The problem: After locating the line that contains "Spot the dark hair" in the records below, write out exactly that line and each line after it through the one that contains "Spot the man carrying", and nothing else.

Excerpts from a dataset:
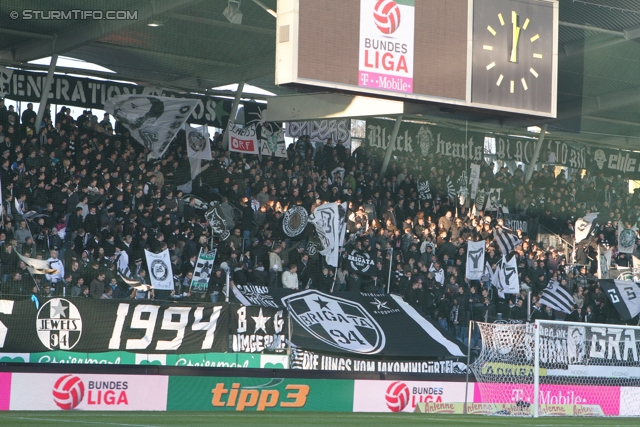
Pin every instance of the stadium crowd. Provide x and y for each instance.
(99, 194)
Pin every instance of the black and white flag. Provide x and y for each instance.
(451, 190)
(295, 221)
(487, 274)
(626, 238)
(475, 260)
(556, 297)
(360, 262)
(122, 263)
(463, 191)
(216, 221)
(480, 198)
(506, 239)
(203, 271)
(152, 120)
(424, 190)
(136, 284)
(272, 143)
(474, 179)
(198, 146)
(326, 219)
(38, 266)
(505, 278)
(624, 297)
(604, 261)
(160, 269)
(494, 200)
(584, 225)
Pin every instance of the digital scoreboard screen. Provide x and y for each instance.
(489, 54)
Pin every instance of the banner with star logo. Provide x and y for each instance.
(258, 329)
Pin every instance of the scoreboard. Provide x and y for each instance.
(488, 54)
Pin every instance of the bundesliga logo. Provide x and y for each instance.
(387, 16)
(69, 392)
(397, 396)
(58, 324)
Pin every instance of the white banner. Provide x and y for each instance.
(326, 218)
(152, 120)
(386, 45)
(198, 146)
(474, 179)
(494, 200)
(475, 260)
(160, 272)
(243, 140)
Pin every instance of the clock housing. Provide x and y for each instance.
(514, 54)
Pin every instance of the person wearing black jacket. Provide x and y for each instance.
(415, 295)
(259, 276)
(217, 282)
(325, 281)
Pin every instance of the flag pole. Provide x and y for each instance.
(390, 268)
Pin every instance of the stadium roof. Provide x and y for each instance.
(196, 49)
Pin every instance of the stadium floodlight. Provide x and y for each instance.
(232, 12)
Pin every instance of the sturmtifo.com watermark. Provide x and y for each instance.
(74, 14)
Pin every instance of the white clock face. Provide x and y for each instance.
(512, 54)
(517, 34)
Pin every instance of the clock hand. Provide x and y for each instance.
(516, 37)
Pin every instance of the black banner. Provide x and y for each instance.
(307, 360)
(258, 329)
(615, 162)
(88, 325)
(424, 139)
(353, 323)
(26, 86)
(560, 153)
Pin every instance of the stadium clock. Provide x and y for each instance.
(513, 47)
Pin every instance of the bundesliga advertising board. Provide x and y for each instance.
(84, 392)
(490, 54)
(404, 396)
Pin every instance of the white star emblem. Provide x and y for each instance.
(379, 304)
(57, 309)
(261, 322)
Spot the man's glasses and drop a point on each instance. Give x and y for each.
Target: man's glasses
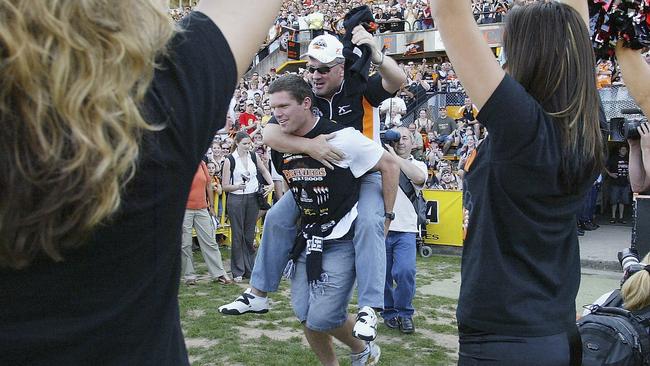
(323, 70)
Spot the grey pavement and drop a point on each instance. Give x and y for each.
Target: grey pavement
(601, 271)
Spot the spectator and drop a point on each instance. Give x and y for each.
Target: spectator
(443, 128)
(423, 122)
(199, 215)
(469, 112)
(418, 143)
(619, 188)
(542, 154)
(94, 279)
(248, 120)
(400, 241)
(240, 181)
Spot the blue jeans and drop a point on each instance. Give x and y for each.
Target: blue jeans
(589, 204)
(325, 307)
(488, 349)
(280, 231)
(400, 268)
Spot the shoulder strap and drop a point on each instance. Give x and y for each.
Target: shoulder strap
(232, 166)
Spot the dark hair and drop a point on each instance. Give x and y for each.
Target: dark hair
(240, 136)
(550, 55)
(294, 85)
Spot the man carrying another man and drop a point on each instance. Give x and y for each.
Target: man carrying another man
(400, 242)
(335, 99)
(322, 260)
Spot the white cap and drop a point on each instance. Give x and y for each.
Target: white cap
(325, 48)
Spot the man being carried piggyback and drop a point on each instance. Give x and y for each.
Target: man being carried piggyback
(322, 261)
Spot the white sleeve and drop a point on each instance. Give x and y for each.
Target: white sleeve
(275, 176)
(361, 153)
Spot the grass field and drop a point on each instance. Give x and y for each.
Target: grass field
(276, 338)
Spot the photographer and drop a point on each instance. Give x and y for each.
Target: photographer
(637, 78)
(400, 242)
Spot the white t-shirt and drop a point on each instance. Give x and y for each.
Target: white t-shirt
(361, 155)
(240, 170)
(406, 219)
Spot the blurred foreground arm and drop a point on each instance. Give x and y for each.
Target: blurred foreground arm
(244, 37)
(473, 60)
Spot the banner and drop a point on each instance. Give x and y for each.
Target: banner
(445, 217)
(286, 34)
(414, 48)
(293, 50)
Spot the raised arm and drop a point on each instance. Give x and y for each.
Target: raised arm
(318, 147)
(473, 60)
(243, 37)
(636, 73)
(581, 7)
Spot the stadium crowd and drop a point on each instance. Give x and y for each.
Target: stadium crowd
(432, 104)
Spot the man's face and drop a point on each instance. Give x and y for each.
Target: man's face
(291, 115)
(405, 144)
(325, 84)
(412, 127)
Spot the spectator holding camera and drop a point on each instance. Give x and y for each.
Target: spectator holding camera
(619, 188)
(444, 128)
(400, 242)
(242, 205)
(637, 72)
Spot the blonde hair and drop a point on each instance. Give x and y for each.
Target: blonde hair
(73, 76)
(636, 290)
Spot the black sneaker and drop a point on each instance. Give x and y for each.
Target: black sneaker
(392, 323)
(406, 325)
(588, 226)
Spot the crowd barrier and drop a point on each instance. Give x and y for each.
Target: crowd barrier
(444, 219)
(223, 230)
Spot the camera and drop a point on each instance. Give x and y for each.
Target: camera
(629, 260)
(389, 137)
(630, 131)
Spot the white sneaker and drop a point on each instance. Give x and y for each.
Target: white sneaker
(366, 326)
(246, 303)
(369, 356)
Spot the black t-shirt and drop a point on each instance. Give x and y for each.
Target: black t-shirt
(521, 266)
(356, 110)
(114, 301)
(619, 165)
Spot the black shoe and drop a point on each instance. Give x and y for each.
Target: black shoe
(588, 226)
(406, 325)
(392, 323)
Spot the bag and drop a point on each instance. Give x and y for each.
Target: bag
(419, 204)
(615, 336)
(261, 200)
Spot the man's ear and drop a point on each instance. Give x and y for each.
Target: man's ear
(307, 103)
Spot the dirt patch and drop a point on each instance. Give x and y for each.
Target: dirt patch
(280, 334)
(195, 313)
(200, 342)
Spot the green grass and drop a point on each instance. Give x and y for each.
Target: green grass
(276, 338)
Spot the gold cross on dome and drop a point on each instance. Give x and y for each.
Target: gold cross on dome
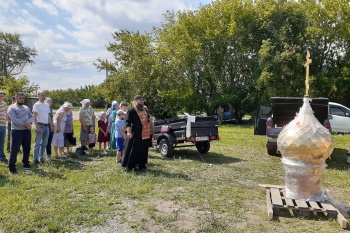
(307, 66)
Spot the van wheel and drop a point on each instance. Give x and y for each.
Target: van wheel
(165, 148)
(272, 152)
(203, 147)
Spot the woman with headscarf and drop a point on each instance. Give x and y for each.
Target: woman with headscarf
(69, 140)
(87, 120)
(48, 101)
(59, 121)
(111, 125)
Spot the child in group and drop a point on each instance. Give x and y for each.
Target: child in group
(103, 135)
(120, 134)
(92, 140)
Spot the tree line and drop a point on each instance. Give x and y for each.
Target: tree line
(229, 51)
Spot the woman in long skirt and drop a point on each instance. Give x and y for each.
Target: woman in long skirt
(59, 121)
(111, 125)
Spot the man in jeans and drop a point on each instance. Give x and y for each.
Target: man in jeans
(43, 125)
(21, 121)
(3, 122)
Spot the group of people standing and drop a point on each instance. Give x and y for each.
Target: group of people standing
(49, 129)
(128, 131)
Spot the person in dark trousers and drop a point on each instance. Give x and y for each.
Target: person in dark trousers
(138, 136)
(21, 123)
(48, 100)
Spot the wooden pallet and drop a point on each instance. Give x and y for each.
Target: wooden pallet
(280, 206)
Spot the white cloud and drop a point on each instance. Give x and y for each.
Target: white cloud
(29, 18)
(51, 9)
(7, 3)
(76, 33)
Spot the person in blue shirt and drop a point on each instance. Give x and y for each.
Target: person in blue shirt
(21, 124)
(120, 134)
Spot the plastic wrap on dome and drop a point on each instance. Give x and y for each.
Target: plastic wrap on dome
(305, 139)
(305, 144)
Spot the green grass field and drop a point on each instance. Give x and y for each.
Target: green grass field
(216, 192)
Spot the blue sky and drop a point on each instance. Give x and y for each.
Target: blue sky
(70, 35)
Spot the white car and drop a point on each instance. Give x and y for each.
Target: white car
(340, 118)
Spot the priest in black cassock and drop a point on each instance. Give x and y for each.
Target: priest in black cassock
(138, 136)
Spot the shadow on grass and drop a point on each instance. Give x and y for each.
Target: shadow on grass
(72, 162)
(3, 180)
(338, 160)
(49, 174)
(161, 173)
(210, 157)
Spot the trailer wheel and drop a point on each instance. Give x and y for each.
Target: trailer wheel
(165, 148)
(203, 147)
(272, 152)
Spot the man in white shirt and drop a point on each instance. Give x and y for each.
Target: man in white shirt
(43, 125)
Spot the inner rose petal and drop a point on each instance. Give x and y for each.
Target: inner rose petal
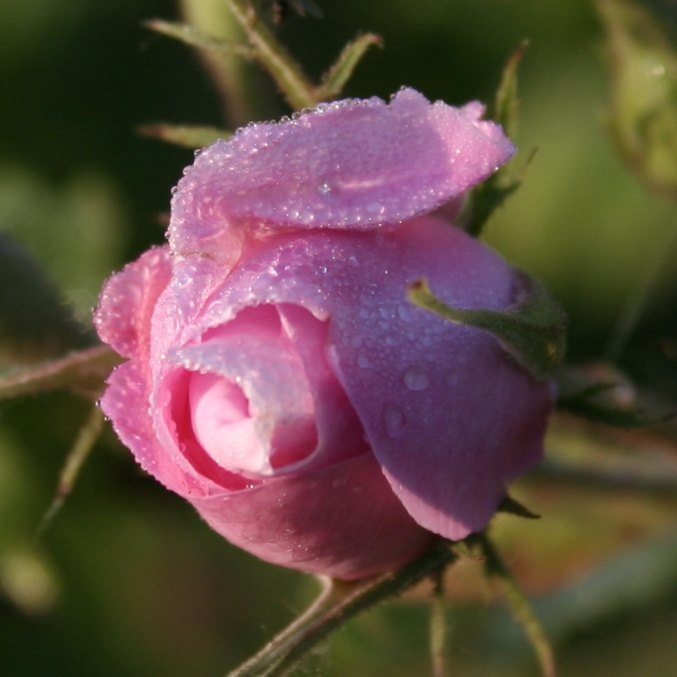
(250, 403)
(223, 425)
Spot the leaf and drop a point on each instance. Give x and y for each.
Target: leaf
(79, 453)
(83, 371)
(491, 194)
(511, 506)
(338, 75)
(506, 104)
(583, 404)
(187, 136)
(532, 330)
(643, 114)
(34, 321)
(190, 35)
...
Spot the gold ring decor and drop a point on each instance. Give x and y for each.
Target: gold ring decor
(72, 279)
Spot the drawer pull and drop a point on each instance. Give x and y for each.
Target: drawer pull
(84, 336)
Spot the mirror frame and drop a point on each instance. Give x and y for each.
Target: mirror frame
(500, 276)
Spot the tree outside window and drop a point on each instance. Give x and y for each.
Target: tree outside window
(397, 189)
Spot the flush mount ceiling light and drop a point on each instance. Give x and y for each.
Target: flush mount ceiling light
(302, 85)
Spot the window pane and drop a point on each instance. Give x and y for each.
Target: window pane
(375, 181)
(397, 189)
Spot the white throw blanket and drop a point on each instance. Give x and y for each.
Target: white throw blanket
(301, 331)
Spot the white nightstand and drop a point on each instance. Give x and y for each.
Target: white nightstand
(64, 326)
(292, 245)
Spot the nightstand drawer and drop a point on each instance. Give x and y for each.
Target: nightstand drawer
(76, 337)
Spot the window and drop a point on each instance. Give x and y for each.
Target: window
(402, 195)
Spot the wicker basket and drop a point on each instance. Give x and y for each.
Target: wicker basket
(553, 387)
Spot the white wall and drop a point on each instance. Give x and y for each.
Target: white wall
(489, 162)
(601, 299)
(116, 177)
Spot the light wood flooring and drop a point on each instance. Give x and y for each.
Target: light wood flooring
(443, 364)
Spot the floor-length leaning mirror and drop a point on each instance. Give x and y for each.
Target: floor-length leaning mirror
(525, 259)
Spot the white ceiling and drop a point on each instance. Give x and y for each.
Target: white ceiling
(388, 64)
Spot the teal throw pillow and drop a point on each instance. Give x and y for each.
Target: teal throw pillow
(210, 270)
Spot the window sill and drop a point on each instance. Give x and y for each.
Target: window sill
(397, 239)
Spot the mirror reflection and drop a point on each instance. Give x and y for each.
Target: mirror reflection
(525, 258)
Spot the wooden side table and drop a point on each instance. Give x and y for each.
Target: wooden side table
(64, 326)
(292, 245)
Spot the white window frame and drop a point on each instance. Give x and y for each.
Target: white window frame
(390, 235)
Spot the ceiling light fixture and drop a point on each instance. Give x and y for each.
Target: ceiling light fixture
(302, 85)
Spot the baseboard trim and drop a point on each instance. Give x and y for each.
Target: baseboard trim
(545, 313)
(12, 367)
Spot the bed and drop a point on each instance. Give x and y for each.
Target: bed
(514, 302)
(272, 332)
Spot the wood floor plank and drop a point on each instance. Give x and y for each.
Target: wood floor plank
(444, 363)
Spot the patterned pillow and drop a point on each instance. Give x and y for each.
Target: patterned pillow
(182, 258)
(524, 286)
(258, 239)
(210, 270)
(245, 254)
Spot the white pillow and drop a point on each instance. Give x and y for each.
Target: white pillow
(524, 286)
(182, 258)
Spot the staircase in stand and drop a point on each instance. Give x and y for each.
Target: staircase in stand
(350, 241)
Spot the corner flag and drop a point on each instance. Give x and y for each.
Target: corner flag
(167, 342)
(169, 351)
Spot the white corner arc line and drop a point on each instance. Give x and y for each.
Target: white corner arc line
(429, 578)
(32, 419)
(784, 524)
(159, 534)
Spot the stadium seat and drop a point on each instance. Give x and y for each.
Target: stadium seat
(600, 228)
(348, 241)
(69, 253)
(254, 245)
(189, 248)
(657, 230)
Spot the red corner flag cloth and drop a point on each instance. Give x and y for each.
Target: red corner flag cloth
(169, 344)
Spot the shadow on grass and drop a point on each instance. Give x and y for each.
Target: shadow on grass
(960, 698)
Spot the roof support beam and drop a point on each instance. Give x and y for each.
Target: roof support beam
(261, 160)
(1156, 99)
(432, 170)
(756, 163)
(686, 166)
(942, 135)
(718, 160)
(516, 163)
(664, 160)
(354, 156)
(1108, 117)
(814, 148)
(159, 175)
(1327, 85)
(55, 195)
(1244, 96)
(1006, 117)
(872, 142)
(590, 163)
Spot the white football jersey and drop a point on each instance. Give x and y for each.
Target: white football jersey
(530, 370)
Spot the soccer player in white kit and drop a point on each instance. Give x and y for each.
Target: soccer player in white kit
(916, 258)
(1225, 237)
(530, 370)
---
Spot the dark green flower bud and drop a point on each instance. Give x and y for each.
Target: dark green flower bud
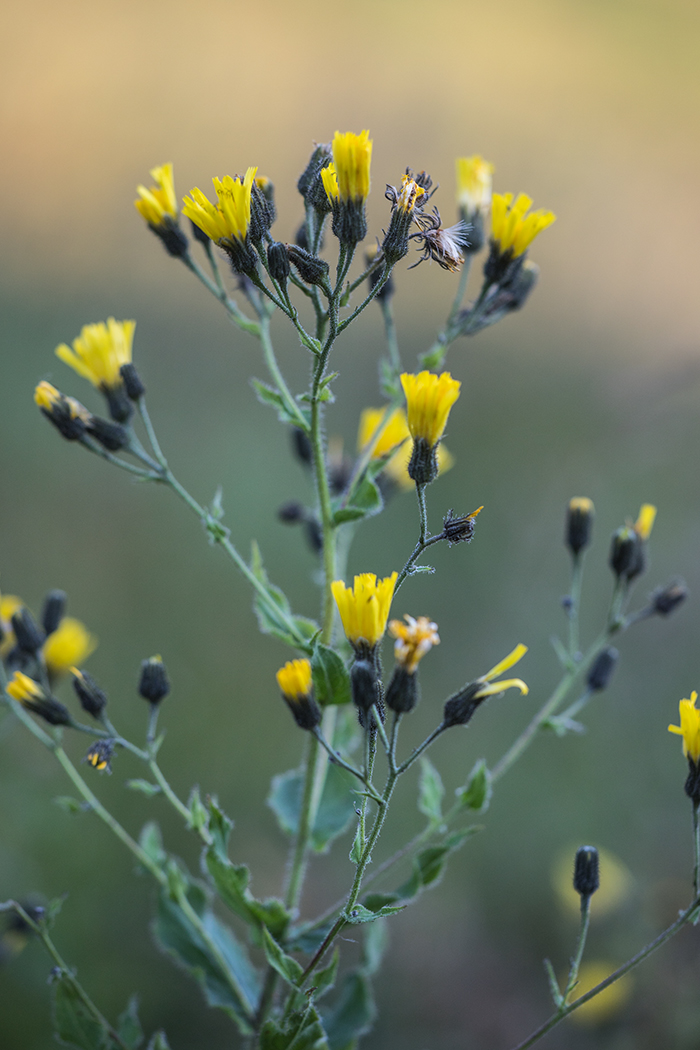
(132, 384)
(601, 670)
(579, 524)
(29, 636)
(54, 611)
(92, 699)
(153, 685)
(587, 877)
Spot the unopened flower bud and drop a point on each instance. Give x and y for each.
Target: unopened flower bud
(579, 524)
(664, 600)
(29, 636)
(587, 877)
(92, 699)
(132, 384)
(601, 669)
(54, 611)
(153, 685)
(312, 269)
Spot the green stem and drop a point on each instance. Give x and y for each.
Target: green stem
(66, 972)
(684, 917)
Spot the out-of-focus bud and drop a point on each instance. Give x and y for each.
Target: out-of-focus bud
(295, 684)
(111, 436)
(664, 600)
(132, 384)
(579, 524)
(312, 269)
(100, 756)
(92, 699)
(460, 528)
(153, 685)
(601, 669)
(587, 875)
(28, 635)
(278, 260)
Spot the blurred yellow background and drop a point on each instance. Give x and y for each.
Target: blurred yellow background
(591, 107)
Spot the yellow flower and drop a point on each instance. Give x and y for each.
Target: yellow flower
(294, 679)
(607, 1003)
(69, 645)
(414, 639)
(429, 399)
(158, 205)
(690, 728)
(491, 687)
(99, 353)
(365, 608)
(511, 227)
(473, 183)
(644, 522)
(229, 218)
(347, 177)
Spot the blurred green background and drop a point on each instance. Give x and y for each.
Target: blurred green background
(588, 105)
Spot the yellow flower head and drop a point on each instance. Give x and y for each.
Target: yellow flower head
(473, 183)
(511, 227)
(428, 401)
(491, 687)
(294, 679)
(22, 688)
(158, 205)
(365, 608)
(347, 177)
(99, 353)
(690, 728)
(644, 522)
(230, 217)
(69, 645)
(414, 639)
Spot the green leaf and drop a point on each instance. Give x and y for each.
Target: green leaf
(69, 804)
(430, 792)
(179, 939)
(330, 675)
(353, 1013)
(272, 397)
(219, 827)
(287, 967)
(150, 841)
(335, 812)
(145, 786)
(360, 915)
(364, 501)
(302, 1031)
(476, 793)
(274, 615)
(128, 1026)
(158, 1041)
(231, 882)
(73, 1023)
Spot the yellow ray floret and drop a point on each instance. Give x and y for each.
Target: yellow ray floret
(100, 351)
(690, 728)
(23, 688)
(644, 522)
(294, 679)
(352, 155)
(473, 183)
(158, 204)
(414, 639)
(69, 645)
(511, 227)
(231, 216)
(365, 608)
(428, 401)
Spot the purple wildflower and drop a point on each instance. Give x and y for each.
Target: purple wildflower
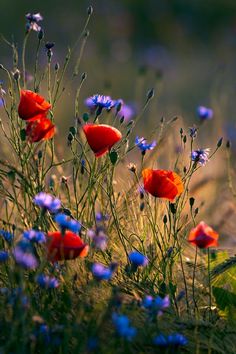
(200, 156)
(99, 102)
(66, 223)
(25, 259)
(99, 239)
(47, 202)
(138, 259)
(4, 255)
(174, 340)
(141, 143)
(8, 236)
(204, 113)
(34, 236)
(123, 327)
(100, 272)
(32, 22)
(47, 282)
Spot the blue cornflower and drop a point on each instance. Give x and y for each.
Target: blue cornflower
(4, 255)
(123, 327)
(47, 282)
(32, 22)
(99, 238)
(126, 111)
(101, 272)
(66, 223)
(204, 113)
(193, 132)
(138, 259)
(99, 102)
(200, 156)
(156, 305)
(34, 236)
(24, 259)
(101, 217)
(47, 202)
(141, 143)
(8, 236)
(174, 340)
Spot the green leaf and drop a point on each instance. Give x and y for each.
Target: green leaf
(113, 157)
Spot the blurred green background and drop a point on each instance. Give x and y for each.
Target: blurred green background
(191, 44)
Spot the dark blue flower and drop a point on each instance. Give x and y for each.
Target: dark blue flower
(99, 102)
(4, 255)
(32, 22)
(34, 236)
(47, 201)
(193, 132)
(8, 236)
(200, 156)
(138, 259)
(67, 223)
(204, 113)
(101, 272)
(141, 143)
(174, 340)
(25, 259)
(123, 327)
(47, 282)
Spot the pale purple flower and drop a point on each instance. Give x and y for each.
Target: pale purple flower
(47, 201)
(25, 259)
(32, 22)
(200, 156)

Your solution:
Spot the dark hair and drop a point on each instance. Give x and y for each.
Target: dark hair
(240, 136)
(550, 55)
(294, 85)
Spot the man carrying another man and drop a point on each instance. Give x and y for each.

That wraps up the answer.